Exercise directions
Copy verbatim the lines of the entries below, starting at the line containing "One point per instance of the door glass" and ending with the line containing "pixel 249 52", both included.

Dataset excerpts on object pointing
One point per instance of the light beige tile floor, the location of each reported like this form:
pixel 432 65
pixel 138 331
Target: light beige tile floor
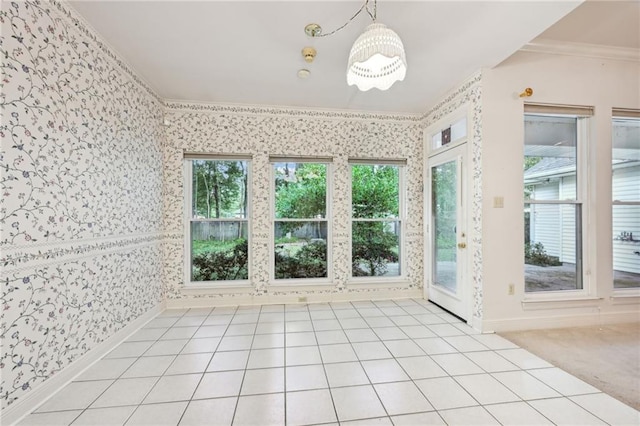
pixel 402 362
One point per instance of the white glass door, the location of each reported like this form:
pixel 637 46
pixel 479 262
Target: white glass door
pixel 447 249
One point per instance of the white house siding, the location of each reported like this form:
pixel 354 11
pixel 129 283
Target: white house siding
pixel 568 220
pixel 626 218
pixel 545 219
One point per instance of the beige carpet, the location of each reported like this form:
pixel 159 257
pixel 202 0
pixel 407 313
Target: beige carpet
pixel 607 357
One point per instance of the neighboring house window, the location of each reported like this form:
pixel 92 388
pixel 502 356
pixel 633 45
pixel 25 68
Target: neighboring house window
pixel 301 225
pixel 376 218
pixel 554 192
pixel 218 194
pixel 626 198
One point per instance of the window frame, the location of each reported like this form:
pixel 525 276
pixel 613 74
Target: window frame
pixel 402 219
pixel 289 282
pixel 188 199
pixel 624 114
pixel 584 122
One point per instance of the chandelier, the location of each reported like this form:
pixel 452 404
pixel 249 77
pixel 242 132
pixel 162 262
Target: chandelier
pixel 377 58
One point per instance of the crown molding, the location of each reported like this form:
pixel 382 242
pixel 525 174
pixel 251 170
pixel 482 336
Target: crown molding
pixel 599 51
pixel 218 108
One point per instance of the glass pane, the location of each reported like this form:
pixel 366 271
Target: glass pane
pixel 219 189
pixel 301 249
pixel 453 133
pixel 301 190
pixel 626 246
pixel 375 191
pixel 626 160
pixel 550 157
pixel 444 210
pixel 219 250
pixel 459 129
pixel 552 252
pixel 375 248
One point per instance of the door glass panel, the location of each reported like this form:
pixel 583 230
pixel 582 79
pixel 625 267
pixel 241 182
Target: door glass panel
pixel 444 214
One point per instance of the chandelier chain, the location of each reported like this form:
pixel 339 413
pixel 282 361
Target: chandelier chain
pixel 365 6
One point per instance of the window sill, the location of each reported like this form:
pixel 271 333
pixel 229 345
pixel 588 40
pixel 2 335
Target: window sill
pixel 629 296
pixel 379 282
pixel 215 287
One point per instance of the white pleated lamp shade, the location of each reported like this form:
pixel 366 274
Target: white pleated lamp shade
pixel 377 59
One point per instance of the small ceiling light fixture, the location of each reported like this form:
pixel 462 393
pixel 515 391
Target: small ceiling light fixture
pixel 309 54
pixel 377 58
pixel 304 74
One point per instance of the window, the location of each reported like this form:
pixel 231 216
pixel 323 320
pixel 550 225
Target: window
pixel 218 225
pixel 376 219
pixel 625 190
pixel 301 227
pixel 554 192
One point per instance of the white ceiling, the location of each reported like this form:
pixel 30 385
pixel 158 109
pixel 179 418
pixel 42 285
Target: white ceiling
pixel 249 52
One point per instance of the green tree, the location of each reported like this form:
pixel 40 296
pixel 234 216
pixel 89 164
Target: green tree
pixel 375 195
pixel 301 190
pixel 219 188
pixel 374 191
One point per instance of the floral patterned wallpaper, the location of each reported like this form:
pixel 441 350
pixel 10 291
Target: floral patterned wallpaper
pixel 261 132
pixel 81 176
pixel 91 212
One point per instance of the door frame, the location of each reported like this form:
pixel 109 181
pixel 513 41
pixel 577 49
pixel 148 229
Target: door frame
pixel 454 150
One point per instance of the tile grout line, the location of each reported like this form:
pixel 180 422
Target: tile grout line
pixel 195 389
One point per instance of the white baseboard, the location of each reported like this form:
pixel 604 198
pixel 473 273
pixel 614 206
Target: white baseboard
pixel 40 394
pixel 559 321
pixel 248 299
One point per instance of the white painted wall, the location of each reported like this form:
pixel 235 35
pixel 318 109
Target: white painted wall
pixel 555 79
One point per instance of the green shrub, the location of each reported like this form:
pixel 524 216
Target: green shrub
pixel 229 264
pixel 535 254
pixel 308 262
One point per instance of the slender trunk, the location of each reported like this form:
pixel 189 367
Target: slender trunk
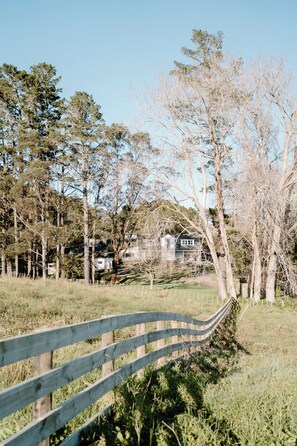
pixel 93 251
pixel 216 264
pixel 58 261
pixel 63 273
pixel 257 269
pixel 86 233
pixel 151 281
pixel 9 267
pixel 222 225
pixel 16 259
pixel 272 264
pixel 43 254
pixel 29 263
pixel 220 210
pixel 115 267
pixel 3 265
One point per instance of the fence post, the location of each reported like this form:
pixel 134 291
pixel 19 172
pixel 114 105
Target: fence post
pixel 107 339
pixel 140 329
pixel 43 363
pixel 161 343
pixel 174 324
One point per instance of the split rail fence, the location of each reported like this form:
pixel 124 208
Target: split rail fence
pixel 168 333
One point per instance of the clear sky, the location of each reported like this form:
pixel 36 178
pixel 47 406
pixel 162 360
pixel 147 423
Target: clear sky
pixel 113 49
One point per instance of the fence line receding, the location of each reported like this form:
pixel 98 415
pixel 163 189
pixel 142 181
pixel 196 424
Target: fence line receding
pixel 169 332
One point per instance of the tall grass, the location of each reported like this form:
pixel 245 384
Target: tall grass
pixel 253 403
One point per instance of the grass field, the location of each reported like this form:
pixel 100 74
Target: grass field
pixel 257 402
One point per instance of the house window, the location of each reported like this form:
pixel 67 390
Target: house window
pixel 187 242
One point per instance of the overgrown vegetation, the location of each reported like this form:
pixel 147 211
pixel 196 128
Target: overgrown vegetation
pixel 166 407
pixel 245 395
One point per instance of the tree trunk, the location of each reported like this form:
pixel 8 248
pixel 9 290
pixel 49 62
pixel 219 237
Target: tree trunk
pixel 217 267
pixel 222 225
pixel 16 259
pixel 29 263
pixel 9 267
pixel 43 255
pixel 86 234
pixel 63 273
pixel 115 267
pixel 58 262
pixel 257 269
pixel 3 265
pixel 272 265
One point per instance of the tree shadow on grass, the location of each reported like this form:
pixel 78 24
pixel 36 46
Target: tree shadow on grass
pixel 166 406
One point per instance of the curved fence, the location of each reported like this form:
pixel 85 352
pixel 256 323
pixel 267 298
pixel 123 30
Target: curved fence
pixel 170 333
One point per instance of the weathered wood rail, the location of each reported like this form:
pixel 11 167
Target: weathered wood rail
pixel 183 333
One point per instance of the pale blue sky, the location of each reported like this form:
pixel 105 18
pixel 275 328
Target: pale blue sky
pixel 114 48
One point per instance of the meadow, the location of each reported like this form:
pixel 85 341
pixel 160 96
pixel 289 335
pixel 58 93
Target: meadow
pixel 253 398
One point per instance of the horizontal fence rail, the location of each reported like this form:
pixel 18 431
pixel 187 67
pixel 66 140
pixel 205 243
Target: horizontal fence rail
pixel 184 333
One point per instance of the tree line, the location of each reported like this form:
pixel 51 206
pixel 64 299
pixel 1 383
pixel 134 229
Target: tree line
pixel 66 176
pixel 221 149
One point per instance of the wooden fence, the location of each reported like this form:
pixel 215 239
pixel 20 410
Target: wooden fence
pixel 171 334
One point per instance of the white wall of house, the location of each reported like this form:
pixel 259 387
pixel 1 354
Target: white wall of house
pixel 168 248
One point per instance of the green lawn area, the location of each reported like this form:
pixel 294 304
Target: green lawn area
pixel 256 401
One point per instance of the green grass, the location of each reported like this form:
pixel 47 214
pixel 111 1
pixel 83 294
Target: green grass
pixel 256 401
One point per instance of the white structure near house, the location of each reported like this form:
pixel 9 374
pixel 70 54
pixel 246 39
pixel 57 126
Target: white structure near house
pixel 103 264
pixel 181 248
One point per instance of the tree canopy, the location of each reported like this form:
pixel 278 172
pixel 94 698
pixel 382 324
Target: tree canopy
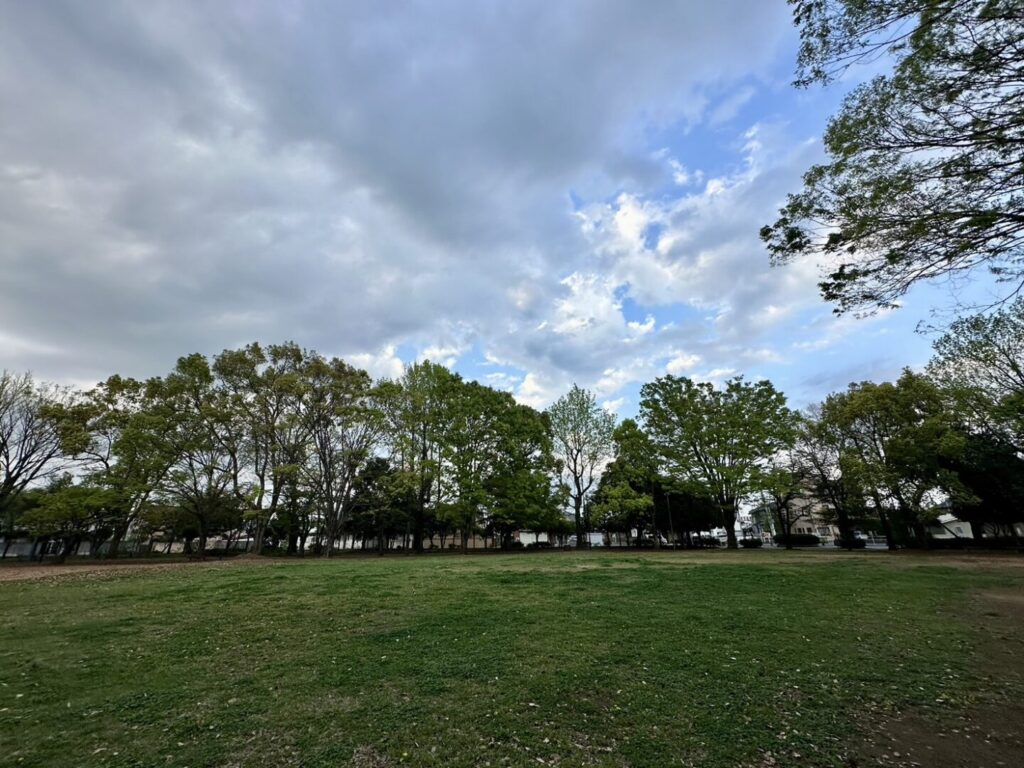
pixel 925 173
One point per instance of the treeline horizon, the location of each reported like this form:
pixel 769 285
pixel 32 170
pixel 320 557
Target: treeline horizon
pixel 294 452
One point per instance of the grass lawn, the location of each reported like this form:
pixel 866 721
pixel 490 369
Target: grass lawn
pixel 551 658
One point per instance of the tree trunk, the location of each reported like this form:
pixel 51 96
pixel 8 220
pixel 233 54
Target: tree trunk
pixel 887 528
pixel 578 509
pixel 729 516
pixel 119 534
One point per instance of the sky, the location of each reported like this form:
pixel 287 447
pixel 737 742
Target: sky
pixel 532 194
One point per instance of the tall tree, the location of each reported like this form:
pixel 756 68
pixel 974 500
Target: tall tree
pixel 583 441
pixel 121 435
pixel 344 426
pixel 895 431
pixel 261 426
pixel 717 440
pixel 414 408
pixel 32 417
pixel 925 174
pixel 825 455
pixel 201 482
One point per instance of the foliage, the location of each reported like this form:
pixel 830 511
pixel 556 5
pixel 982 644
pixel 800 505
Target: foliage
pixel 797 540
pixel 583 442
pixel 31 424
pixel 717 440
pixel 924 172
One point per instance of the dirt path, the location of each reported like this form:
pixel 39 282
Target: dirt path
pixel 37 571
pixel 968 561
pixel 990 732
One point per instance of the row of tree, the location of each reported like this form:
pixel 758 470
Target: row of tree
pixel 281 448
pixel 279 445
pixel 891 457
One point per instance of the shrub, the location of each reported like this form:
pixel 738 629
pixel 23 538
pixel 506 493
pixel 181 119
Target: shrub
pixel 797 540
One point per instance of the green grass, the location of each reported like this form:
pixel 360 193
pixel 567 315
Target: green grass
pixel 638 659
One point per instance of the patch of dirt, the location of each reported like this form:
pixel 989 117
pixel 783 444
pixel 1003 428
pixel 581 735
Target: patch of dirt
pixel 368 757
pixel 989 733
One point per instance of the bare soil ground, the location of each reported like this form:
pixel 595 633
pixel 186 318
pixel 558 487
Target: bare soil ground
pixel 989 732
pixel 101 568
pixel 984 561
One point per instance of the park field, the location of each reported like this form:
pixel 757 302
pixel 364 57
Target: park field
pixel 709 658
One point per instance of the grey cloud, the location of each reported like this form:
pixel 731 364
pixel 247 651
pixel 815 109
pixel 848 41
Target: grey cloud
pixel 186 176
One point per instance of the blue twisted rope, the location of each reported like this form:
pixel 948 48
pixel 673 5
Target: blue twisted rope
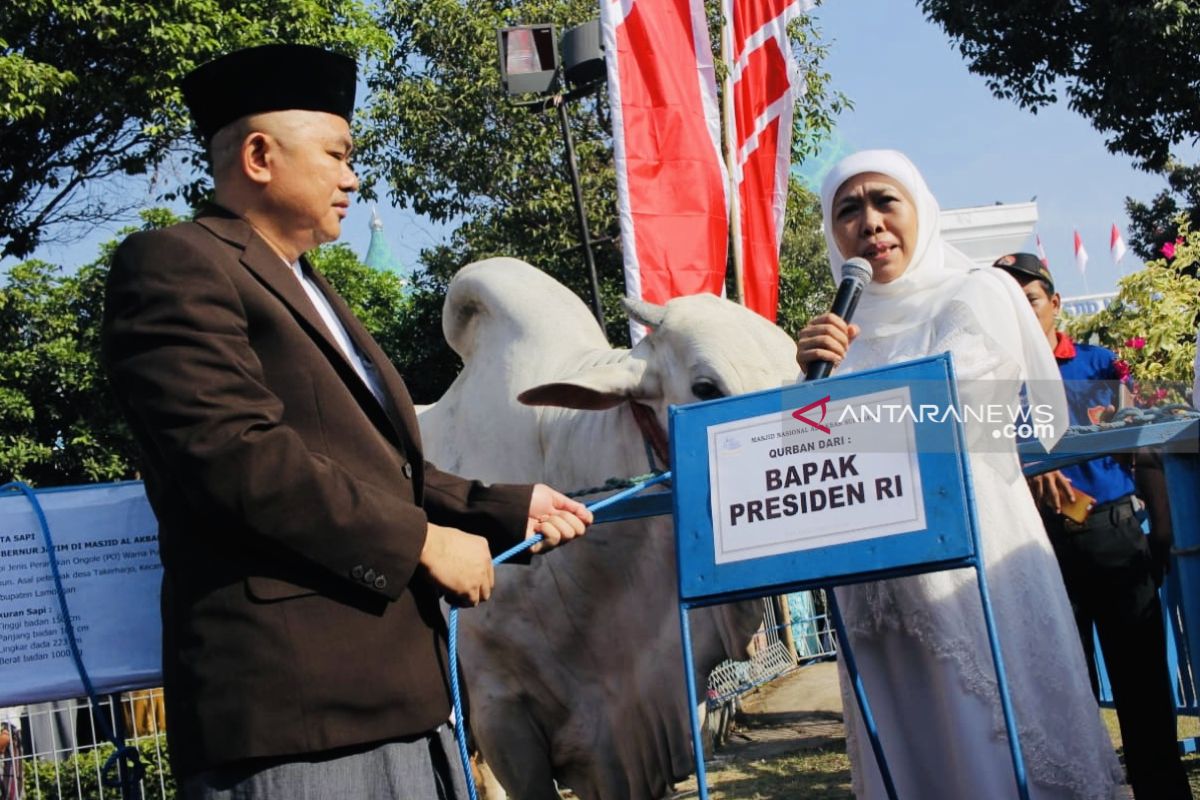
pixel 460 723
pixel 121 751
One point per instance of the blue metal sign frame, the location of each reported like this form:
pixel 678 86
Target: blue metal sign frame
pixel 948 540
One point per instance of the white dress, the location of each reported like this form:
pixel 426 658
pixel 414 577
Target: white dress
pixel 921 642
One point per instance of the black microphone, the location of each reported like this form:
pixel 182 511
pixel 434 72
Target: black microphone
pixel 856 274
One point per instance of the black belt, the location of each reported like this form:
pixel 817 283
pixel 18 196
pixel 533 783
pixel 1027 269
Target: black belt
pixel 1111 512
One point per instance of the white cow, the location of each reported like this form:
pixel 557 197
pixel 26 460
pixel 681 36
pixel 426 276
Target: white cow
pixel 574 667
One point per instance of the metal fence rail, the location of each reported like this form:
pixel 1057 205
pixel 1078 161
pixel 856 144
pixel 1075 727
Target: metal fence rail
pixel 55 751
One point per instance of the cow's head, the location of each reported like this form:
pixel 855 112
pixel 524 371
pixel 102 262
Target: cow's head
pixel 701 347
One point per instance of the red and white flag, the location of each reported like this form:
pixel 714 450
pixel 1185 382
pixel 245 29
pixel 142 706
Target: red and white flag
pixel 1116 245
pixel 671 181
pixel 1080 254
pixel 761 89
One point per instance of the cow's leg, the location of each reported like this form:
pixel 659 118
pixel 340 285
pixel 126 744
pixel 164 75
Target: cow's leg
pixel 489 788
pixel 517 752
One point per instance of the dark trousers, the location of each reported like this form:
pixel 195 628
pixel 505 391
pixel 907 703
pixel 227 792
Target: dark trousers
pixel 1107 567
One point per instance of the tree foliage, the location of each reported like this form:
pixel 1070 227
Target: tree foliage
pixel 58 421
pixel 447 142
pixel 1155 224
pixel 805 284
pixel 1152 323
pixel 1127 66
pixel 89 92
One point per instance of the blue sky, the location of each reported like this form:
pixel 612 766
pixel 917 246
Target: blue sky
pixel 913 92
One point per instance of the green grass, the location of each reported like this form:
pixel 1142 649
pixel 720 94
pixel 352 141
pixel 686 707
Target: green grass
pixel 825 774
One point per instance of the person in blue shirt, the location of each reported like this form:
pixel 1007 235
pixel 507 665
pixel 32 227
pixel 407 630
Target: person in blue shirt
pixel 1109 567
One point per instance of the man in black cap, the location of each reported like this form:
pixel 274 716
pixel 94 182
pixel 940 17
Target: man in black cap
pixel 305 540
pixel 1109 567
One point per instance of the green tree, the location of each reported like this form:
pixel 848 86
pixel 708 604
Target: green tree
pixel 89 92
pixel 406 320
pixel 58 422
pixel 448 143
pixel 805 284
pixel 58 425
pixel 1156 223
pixel 1127 66
pixel 1151 324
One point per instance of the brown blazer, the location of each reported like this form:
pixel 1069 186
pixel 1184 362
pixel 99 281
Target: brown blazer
pixel 292 505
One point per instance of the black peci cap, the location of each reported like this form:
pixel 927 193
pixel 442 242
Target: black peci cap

Result of this exercise
One point per instance of the door glass panel, the location of each reported like this form:
pixel 583 230
pixel 582 79
pixel 625 267
pixel 241 182
Target: door glass panel
pixel 444 214
One point per instance of the chandelier chain, the location of each reported like this form:
pixel 339 413
pixel 282 361
Target: chandelier chain
pixel 365 6
One point per instance of the window sill, the location of each reported like this form:
pixel 271 333
pixel 229 345
pixel 588 40
pixel 2 335
Target: window sill
pixel 629 296
pixel 379 282
pixel 215 287
One point per instance of the white pleated lamp shade, the location of each reported like this form:
pixel 366 274
Target: white pleated lamp shade
pixel 377 59
One point per instance of the small ceiling light fixture, the location of each reported like this form:
pixel 462 393
pixel 515 391
Target: small ceiling light fixture
pixel 309 54
pixel 377 58
pixel 304 74
One point per instance of the window, the location of each reported like this form:
pixel 231 216
pixel 323 320
pixel 550 225
Target: window
pixel 218 225
pixel 376 219
pixel 625 190
pixel 301 227
pixel 554 192
One point per instance of the white ceiling, the location of each reported like this form:
pixel 30 385
pixel 158 109
pixel 179 418
pixel 42 285
Target: white ceiling
pixel 249 52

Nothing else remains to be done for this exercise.